*AIM OF THE EXERCISE:*
With the line containing "positive clicks: (398, 231)" as the starting point, output every line of the data below through its final line, character for character.

*DATA SECTION:*
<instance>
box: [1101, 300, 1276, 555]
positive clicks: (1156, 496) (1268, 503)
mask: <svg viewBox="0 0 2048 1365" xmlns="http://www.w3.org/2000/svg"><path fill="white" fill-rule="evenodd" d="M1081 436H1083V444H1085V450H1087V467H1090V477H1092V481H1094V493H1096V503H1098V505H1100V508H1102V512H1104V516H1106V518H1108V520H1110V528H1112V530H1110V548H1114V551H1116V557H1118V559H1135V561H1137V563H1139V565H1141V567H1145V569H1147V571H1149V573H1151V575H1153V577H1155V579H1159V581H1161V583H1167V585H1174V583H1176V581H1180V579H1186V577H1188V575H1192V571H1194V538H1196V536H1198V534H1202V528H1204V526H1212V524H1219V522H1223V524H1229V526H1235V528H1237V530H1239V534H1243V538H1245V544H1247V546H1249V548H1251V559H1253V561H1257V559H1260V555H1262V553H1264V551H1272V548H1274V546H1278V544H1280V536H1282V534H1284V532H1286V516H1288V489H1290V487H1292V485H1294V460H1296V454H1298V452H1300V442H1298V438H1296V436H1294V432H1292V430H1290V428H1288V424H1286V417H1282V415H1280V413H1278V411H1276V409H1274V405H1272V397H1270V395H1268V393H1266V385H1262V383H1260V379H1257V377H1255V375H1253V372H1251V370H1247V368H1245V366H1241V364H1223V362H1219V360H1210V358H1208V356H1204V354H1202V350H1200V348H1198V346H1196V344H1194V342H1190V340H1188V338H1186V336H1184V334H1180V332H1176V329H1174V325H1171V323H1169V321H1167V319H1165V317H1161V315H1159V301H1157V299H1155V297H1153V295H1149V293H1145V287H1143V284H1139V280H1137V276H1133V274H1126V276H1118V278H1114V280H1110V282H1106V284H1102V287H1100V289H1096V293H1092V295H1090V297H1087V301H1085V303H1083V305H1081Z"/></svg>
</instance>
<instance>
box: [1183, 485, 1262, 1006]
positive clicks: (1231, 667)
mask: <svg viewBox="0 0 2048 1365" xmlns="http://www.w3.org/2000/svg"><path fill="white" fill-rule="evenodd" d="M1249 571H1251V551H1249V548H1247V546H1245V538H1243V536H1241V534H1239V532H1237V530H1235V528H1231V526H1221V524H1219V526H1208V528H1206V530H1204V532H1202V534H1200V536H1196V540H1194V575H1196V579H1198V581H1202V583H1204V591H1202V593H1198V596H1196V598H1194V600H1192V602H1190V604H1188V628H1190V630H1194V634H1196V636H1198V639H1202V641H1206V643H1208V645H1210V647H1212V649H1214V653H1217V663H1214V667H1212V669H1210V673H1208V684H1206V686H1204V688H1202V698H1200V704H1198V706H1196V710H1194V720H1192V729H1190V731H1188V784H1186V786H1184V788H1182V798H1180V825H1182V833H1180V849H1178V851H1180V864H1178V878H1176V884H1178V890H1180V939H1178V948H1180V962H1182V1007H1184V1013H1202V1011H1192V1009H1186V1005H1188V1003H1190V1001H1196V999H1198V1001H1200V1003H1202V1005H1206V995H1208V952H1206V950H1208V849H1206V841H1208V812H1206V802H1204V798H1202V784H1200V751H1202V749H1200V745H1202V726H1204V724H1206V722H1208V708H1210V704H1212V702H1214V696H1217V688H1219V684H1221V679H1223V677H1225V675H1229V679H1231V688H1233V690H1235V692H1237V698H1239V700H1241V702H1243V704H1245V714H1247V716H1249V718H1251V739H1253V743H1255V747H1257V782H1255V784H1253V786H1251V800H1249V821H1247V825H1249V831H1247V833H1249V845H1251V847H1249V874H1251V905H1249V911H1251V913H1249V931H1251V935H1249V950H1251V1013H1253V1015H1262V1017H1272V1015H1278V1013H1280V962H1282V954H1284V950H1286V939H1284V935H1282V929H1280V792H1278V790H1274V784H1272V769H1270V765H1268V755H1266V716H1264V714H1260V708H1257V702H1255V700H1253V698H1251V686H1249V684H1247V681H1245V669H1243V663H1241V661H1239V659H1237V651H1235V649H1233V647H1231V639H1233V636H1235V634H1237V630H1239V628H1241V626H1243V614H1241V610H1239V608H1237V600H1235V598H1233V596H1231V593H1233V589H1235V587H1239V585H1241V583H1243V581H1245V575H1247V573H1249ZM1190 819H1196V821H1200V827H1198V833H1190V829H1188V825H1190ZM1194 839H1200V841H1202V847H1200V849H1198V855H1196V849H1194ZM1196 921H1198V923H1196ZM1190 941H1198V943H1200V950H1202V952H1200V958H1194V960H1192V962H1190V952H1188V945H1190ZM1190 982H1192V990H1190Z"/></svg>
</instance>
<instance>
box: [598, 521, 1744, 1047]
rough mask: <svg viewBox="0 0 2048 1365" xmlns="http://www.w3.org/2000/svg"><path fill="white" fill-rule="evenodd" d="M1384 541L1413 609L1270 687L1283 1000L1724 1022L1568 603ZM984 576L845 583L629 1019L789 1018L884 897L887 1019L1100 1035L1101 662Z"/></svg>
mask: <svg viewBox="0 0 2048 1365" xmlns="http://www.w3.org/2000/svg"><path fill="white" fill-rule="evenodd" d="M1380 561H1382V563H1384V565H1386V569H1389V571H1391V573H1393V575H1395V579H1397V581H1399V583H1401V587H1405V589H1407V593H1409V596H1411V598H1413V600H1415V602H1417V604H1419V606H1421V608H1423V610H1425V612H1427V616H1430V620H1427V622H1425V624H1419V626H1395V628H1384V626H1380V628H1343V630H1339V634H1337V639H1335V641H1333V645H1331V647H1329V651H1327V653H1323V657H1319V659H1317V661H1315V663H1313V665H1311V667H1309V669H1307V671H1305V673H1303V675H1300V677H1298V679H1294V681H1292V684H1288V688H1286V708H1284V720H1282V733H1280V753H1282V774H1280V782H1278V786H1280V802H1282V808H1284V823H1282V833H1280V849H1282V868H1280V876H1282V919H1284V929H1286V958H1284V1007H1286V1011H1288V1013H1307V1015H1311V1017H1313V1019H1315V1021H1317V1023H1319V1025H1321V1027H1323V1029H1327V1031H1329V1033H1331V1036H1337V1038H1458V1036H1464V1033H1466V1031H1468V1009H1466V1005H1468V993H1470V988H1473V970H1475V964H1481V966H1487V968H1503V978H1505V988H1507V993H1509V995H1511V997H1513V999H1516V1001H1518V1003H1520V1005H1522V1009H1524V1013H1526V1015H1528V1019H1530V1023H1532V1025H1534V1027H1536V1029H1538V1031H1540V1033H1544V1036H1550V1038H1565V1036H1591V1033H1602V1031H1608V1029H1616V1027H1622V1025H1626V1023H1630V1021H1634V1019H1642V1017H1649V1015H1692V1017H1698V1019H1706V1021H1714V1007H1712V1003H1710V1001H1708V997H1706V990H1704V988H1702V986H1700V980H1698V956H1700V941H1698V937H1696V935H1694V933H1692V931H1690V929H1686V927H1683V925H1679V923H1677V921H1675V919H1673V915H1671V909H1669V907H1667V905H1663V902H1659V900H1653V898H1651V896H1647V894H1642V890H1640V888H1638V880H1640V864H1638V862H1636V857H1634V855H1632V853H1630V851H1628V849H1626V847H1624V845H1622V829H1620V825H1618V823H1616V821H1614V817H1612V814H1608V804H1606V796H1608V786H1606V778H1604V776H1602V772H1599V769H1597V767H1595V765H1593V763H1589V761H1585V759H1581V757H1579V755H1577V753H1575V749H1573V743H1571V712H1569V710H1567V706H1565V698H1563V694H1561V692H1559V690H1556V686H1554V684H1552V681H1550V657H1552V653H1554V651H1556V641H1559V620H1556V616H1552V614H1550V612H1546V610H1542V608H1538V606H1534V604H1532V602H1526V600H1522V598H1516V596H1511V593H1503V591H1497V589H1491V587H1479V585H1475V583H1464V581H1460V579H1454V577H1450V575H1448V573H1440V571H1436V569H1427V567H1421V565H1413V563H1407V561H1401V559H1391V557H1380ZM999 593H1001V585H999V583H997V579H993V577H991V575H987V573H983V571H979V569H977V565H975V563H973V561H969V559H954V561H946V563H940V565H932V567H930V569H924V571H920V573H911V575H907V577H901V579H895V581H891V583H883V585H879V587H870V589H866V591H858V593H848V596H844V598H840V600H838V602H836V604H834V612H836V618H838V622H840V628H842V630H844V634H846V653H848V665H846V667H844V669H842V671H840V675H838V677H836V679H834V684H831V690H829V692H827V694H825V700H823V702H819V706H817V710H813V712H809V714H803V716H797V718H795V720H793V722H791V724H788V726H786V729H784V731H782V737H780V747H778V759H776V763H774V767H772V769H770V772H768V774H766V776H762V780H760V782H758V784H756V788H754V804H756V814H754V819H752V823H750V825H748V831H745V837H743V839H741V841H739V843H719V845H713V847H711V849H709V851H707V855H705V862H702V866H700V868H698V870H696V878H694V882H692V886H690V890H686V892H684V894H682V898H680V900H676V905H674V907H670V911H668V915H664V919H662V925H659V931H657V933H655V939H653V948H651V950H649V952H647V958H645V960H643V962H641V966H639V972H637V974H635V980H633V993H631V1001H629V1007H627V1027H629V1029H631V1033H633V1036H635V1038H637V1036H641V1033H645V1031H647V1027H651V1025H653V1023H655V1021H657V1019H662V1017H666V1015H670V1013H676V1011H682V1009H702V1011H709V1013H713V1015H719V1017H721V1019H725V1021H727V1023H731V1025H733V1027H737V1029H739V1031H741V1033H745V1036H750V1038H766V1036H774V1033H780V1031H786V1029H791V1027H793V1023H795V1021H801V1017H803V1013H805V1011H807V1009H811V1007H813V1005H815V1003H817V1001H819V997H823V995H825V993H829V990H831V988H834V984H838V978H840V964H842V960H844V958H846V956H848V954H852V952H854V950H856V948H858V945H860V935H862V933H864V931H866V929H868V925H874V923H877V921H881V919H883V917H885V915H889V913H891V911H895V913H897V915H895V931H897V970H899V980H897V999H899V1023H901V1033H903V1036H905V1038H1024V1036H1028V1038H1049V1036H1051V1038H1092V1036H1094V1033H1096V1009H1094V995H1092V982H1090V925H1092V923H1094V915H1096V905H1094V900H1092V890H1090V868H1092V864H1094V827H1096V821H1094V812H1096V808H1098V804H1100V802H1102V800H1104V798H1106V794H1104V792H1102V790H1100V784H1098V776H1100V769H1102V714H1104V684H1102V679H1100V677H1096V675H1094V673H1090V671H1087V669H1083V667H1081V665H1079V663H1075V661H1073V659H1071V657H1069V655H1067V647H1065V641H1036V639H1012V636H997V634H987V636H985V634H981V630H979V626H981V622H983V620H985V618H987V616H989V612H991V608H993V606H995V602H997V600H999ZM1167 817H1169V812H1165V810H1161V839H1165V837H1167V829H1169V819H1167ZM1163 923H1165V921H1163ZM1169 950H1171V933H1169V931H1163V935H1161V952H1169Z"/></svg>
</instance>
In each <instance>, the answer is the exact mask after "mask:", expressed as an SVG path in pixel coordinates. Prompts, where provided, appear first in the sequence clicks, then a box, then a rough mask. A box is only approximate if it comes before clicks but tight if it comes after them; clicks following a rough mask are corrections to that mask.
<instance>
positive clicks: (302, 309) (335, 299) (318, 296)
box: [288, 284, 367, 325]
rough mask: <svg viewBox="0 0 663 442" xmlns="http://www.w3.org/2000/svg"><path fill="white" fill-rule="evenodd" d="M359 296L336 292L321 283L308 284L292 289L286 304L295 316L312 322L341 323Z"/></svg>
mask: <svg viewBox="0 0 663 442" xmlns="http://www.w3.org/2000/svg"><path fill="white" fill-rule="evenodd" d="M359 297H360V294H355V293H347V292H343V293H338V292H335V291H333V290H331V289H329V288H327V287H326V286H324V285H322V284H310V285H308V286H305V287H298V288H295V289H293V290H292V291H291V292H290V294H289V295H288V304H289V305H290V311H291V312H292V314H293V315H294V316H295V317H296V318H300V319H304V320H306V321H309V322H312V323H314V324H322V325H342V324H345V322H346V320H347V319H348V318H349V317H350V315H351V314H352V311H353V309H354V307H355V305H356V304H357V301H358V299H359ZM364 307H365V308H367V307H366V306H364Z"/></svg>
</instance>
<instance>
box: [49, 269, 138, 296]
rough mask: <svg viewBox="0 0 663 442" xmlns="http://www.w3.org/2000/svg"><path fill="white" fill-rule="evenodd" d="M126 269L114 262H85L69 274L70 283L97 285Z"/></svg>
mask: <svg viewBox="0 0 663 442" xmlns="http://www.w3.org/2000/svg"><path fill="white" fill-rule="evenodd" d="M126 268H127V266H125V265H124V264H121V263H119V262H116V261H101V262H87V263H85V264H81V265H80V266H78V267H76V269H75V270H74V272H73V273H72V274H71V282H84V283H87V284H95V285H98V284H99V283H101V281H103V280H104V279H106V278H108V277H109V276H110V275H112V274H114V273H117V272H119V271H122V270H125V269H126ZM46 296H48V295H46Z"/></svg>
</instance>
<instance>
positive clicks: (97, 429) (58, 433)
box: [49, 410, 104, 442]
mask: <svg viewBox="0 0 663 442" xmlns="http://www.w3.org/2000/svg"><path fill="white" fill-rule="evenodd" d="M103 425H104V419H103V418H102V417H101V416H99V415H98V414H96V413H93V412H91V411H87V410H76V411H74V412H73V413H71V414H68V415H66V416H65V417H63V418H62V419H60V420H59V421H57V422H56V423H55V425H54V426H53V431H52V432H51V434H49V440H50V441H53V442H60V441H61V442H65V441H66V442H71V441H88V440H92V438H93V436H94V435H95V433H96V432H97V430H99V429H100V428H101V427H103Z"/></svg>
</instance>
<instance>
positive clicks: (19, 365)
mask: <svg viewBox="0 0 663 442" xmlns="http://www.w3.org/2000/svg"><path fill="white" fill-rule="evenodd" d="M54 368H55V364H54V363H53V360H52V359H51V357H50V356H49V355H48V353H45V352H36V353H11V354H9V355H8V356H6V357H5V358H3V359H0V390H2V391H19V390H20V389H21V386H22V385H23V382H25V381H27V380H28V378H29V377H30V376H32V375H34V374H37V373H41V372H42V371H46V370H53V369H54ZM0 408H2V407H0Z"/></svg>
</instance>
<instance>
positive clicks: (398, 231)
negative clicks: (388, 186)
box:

*WRITTEN SOLUTION:*
positive clicks: (398, 231)
negative clicks: (388, 186)
box:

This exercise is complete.